▶ _Data supplied_:
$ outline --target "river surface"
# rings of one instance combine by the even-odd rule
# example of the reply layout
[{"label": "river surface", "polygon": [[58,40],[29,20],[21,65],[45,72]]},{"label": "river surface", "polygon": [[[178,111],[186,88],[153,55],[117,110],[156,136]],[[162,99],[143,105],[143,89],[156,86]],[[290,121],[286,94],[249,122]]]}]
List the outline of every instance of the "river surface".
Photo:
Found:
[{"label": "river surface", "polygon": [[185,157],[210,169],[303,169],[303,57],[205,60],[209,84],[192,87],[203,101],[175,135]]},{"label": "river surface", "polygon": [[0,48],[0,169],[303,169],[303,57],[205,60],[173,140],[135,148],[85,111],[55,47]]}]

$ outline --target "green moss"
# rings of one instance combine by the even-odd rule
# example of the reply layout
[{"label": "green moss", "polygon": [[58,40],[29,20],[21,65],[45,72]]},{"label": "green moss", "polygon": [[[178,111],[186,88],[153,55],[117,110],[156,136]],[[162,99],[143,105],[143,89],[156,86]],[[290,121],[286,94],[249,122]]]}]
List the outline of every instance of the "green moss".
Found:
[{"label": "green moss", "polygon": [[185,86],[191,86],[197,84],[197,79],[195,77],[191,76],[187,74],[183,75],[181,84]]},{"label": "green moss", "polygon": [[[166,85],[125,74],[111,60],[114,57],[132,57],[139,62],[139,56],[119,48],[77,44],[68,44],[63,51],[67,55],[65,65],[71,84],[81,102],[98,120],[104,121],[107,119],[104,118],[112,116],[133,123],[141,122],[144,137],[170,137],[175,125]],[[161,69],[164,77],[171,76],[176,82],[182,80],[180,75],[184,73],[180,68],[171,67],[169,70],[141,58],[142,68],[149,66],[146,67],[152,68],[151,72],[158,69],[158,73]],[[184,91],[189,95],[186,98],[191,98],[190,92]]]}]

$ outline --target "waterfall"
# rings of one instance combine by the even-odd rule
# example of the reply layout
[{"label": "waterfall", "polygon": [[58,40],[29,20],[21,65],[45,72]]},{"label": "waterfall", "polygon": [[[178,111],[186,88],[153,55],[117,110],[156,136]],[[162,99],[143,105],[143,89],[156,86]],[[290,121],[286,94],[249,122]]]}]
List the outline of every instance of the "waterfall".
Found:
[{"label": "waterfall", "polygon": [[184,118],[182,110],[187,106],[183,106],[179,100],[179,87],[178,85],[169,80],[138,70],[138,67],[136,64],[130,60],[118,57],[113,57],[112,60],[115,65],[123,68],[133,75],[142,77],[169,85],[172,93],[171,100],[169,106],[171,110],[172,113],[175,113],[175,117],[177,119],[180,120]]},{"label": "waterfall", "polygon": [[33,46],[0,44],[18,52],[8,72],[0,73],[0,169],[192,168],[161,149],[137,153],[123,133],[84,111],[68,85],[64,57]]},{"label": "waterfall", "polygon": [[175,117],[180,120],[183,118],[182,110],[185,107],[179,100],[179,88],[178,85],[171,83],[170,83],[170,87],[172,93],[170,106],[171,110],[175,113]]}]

▶ _Exercise description_:
Set down each entry again, unchanged.

▶ _Completed exercise_:
$ outline --target "river surface"
# rings of one instance combine by the even-odd rule
# example of the reply layout
[{"label": "river surface", "polygon": [[58,40],[29,20],[21,65],[45,72]]},{"label": "river surface", "polygon": [[[178,111],[186,88],[153,55],[117,110],[156,136]],[[162,99],[143,105],[143,89],[156,86]],[[290,121],[286,94],[249,122]]]}]
List the outline of every instance of the "river surface".
Photo:
Found:
[{"label": "river surface", "polygon": [[185,157],[210,169],[303,169],[303,57],[205,60],[209,84],[192,87],[203,101],[175,135]]},{"label": "river surface", "polygon": [[0,48],[0,169],[303,169],[303,57],[205,60],[173,140],[135,148],[85,111],[55,47]]}]

$ outline --target "green moss"
# rings of one instance combine by the even-odd rule
# example of the reply layout
[{"label": "green moss", "polygon": [[58,40],[29,20],[21,65],[45,72]]},{"label": "green moss", "polygon": [[[178,111],[186,88],[153,55],[117,110],[156,136]],[[162,99],[143,105],[143,89],[156,86]],[[290,121],[286,94],[249,122]]]}]
List the outline of every instance of the "green moss".
Found:
[{"label": "green moss", "polygon": [[185,86],[191,86],[197,84],[197,79],[195,77],[191,76],[187,74],[183,75],[181,84]]},{"label": "green moss", "polygon": [[[166,85],[125,74],[111,60],[114,57],[132,57],[139,62],[139,56],[119,48],[77,44],[68,44],[63,51],[67,55],[65,65],[71,84],[81,102],[98,120],[104,121],[107,119],[104,118],[112,116],[133,123],[141,122],[144,137],[170,137],[175,125]],[[161,69],[164,77],[171,76],[176,82],[182,80],[180,75],[184,73],[180,68],[171,67],[169,70],[141,58],[142,68],[149,66],[146,67],[152,68],[151,72],[158,69],[158,73]],[[184,91],[189,95],[186,98],[191,98],[190,92]]]}]

$ outline --target "waterfall"
# rings of one instance combine by the even-odd rule
# example of the reply layout
[{"label": "waterfall", "polygon": [[58,40],[29,20],[21,65],[45,72]]},{"label": "waterfall", "polygon": [[[178,111],[186,88],[153,55],[117,110],[156,136]],[[162,99],[143,105],[143,89],[156,86]],[[290,121],[286,94],[249,122]]]}]
List the outline of every instance of the "waterfall".
Found:
[{"label": "waterfall", "polygon": [[184,118],[182,110],[187,106],[183,106],[179,100],[179,87],[178,85],[169,80],[138,70],[138,67],[136,64],[130,60],[118,57],[113,57],[112,60],[115,65],[123,68],[133,75],[142,77],[169,85],[172,93],[171,100],[169,106],[171,110],[172,113],[175,113],[175,117],[177,119],[180,120]]},{"label": "waterfall", "polygon": [[33,46],[0,44],[18,52],[8,72],[0,73],[0,169],[192,168],[161,149],[137,153],[123,133],[84,111],[68,85],[64,57]]},{"label": "waterfall", "polygon": [[175,117],[180,120],[183,118],[182,110],[185,107],[179,100],[179,88],[178,85],[171,83],[170,83],[170,87],[172,93],[170,106],[171,110],[175,113]]}]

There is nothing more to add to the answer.